**** Passage for review

Are there any plural words that don't have a singular?

I can only think of one…

clothes…

are there more?

pants

Start going into clothing, pants, jeans…how about trousers? Can you have A trouser? Clothes are weird, cuz then you’ve got underwear which has no plural.

Jeans and trousers are things…clothes is generic.

How about groceries? Sure, you can go to a grocery store, but grocery doesn’t really have a singular meaning here. They don’t have just one grocery in the shop.

Teach…

I think groceries is a misuse of the word. Sort of a slang term.

May I just say that “underwear which has no plural” would make a great band name?

From A Collection of Word Oddities and Trivia:

ALMS is a word with no singular form. Other such words are: AGENDA, IDES, BRACES, CATTLE, CLOTHES, MARGINALIA, PANTS, PLIERS, SCISSORS, SHORTS, and TROUSERS (although there is “trouser leg”)

Agenda may have been a plural in Latin, but it’s most definitely a singular in English (I’ll have to write Jeff about that). There’s a number of words that are plural in the original language, but are either singular or a collective or mass noun (and thus used with a singular verb) in English:

bacteria
candelabra
confetti
criteria
data
graffiti
spaghetti (and other forms of pasta)
stamina
trivia

This is not a complete list. And yes, I know that some of those have singulars in English, but that doesn’t change the way these are used.

Tweezers

Yes, there are people that use singular verb forms with “data” and “criteria”. That doesn’t make it right.

I’m certain that groceries, meaning the goods sold by a grocer, is not a slang expression. I admit, however, that it’s not a perfect example of a word that is only used in the plural.

eaves

[QUOTE]
*Originally posted by dtilque *
**

bacterium
criterion
datum

“pea” was not originally a word. “pease” was one of these plural words without a singular, and “pea” was “backformed” from the plural “pease”. Then the plural of “pea” ecame “peas” without the final “e”, and left us with “pease porridge” as a conundrum.

In the same vein, there are words with rarely used singulars, such as “dice”. Ambrose Bierce had a wonderful bit about this in his “Devil’s Dictionary”. I quote, to the best of my recollection:

“…there is a singular form, “die”, which is rarely used, because there is an admonitory proverb, “never say ‘die’”.”

He then provides his own poem (with a hack name as nominal author):

“A cube of cheese no bigger than a die
May bait a trap to catch a nibbling mie.”

doldrums

But I imagine the singular of “confetti” is “confettus”. The thought of it makes me laugh. I’m picturing the Harlem Globetrotters pouring (?) a bucket of a singular confettus on some poor unsuspecting schmoe.

********

* **Work instruction 1**
From the thread on plural words without singulars, list the singular forms that each stand on their own line directly after the quoted post credited to dtilque.
* **Work instruction 2**
Reproduce the part of the thread on plural words without singulars that begins at the words "Start going into" and stops after the words "in the shop.".

**** Raw data

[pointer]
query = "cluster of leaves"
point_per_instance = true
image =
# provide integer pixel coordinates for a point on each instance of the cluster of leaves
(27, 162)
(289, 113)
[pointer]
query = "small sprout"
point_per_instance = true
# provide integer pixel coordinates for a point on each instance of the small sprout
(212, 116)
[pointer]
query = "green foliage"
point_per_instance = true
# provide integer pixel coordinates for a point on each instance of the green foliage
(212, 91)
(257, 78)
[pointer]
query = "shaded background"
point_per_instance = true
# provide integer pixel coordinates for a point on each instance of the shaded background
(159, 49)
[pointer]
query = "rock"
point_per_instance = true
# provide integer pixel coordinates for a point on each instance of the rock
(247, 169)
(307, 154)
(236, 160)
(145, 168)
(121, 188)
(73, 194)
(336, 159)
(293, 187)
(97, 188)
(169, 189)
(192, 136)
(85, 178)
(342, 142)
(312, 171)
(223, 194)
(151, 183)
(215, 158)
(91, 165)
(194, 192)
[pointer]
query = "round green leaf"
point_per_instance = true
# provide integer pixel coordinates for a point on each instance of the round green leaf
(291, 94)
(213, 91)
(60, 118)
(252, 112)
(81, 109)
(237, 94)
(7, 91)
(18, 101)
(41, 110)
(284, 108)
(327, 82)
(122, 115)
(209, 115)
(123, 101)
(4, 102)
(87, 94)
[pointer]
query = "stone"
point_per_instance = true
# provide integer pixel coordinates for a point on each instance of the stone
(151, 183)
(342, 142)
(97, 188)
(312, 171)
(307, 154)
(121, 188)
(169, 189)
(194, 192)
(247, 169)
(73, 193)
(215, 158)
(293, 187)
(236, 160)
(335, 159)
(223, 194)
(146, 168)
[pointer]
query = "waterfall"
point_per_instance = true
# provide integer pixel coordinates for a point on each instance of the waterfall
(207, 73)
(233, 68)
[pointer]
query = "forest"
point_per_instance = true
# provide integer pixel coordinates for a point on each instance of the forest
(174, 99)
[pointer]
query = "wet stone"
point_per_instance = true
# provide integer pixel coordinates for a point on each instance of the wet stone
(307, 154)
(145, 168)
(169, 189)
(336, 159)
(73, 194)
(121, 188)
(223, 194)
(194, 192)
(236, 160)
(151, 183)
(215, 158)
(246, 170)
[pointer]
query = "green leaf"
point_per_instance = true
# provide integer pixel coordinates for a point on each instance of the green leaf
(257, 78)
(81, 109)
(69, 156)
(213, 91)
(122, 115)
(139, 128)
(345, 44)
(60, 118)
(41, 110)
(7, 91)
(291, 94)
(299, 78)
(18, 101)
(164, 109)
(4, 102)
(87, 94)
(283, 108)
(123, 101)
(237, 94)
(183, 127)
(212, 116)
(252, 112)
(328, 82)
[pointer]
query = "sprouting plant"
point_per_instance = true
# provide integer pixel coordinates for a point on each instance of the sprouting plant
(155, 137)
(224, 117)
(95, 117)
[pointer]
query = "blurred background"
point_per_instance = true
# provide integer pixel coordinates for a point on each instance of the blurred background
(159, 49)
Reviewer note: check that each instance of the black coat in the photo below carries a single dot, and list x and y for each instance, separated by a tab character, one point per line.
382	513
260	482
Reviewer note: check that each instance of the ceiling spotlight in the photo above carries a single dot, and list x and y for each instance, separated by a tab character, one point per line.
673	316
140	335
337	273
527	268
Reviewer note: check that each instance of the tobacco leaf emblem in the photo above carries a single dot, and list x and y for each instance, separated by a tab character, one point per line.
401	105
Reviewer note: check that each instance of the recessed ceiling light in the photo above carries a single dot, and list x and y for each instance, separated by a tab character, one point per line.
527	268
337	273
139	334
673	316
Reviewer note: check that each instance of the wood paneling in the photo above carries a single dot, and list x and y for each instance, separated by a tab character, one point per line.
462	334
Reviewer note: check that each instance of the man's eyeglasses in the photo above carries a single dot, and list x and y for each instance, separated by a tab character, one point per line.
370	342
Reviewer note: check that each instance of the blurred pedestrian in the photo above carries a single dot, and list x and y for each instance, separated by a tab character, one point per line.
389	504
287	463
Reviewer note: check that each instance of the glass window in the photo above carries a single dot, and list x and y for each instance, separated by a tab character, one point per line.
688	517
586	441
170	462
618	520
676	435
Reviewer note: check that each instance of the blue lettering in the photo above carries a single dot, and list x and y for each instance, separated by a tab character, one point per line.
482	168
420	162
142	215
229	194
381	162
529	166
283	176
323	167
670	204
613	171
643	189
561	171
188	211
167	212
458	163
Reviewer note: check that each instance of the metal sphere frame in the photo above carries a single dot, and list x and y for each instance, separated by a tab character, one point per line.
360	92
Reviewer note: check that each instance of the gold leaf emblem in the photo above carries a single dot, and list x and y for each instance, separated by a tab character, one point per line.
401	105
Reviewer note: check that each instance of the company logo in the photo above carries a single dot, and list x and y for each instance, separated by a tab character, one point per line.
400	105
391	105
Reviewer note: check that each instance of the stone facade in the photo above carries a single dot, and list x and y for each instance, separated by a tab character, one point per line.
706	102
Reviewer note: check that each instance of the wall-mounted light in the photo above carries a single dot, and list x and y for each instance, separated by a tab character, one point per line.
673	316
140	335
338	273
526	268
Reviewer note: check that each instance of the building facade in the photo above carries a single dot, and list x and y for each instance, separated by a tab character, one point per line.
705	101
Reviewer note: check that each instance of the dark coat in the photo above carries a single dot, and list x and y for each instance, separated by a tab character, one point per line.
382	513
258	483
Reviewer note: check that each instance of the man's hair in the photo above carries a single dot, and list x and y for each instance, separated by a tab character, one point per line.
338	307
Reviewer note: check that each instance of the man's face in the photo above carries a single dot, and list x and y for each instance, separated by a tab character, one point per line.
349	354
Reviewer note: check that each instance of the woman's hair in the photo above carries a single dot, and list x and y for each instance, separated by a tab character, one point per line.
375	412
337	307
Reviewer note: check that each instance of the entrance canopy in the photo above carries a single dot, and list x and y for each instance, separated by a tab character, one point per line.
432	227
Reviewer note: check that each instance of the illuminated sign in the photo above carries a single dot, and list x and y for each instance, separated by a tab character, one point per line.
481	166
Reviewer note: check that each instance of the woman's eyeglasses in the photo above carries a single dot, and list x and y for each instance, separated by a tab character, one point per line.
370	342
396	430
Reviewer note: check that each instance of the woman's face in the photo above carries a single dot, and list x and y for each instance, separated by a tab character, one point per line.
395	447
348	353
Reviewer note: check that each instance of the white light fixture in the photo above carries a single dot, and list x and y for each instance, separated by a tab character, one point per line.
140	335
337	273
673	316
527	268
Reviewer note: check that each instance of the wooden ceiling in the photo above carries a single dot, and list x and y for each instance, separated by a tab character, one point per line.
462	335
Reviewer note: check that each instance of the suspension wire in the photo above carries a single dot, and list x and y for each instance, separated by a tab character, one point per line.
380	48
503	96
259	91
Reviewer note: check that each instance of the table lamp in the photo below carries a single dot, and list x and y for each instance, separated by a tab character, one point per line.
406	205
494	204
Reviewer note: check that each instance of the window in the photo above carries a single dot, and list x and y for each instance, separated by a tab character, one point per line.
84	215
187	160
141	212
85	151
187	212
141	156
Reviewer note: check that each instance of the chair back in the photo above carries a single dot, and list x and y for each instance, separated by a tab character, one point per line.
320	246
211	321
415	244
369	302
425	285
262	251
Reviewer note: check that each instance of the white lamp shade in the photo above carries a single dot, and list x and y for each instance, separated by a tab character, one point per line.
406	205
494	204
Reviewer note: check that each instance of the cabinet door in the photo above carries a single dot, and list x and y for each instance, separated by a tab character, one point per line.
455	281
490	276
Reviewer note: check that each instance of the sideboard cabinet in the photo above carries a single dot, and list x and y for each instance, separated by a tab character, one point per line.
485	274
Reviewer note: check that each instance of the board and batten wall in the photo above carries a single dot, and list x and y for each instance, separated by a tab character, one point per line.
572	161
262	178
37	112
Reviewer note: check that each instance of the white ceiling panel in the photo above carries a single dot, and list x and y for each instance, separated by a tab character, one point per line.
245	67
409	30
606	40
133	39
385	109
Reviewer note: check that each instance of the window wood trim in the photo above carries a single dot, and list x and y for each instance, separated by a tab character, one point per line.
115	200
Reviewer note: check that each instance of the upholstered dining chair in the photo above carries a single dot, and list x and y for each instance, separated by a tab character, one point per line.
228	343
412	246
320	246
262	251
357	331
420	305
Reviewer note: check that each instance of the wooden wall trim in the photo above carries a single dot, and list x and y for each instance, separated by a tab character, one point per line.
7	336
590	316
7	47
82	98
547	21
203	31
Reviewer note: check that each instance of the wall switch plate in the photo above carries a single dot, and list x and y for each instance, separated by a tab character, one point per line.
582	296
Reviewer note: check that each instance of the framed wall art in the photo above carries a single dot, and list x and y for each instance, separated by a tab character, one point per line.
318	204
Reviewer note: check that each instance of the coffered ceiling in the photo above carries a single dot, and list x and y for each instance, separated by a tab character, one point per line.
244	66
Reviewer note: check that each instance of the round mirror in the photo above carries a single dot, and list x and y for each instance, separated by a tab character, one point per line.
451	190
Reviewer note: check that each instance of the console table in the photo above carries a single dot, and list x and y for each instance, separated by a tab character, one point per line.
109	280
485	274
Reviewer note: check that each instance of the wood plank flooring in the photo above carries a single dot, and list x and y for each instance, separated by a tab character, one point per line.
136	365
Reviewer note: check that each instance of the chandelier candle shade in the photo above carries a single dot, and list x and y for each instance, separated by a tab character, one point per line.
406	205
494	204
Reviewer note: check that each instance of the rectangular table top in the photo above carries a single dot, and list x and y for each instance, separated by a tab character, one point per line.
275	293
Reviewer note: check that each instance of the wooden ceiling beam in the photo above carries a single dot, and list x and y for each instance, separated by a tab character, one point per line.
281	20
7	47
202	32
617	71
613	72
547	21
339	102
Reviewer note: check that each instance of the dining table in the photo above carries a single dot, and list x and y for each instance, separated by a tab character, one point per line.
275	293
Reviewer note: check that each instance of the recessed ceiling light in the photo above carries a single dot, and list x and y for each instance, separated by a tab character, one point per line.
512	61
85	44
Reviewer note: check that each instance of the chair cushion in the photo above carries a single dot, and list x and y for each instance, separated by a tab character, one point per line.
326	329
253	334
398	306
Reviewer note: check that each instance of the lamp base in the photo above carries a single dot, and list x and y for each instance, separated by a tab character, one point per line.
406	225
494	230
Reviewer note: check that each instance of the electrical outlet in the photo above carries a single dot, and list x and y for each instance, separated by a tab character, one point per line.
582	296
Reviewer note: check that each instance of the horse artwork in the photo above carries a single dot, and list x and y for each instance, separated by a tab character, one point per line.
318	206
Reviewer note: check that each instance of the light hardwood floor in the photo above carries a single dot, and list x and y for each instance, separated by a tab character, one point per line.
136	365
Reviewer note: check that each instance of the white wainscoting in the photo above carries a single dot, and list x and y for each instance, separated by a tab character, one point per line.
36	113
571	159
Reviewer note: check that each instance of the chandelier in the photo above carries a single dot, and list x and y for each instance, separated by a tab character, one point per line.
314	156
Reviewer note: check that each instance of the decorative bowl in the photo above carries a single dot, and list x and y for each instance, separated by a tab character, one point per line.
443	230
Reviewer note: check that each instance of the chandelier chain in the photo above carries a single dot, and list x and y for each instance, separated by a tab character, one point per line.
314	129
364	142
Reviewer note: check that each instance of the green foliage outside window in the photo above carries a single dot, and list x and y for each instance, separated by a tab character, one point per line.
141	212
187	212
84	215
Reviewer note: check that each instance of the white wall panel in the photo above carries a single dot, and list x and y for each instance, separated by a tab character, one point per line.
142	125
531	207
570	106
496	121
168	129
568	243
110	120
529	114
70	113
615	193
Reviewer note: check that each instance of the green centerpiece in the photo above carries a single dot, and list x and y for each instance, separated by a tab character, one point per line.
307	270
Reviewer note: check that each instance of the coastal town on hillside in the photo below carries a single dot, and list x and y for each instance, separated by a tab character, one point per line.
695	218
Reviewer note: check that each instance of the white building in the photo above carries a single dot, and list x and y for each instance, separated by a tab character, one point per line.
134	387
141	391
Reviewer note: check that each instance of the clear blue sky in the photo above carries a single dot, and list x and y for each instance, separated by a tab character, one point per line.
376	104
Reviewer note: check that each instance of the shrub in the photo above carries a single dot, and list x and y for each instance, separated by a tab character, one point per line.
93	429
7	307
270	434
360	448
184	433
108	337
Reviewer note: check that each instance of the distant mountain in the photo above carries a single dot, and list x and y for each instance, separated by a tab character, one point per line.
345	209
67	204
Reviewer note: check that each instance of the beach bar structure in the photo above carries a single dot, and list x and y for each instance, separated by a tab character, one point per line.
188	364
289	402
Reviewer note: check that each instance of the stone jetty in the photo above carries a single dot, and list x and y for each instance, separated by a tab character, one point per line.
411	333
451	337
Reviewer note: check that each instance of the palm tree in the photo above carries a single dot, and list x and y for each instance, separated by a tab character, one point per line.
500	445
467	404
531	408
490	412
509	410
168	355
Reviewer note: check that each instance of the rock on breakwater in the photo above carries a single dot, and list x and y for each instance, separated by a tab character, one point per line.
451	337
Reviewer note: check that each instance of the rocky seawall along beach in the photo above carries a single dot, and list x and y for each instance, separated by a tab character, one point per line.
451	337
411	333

********

* **Response box 1**
bacterium
criterion
datum

* **Response box 2**
Start going into clothing, pants, jeans…how about trousers? Can you have A trouser? Clothes are weird, cuz then you’ve got underwear which has no plural.

Jeans and trousers are things…clothes is generic.

How about groceries? Sure, you can go to a grocery store, but grocery doesn’t really have a singular meaning here. They don’t have just one grocery in the shop.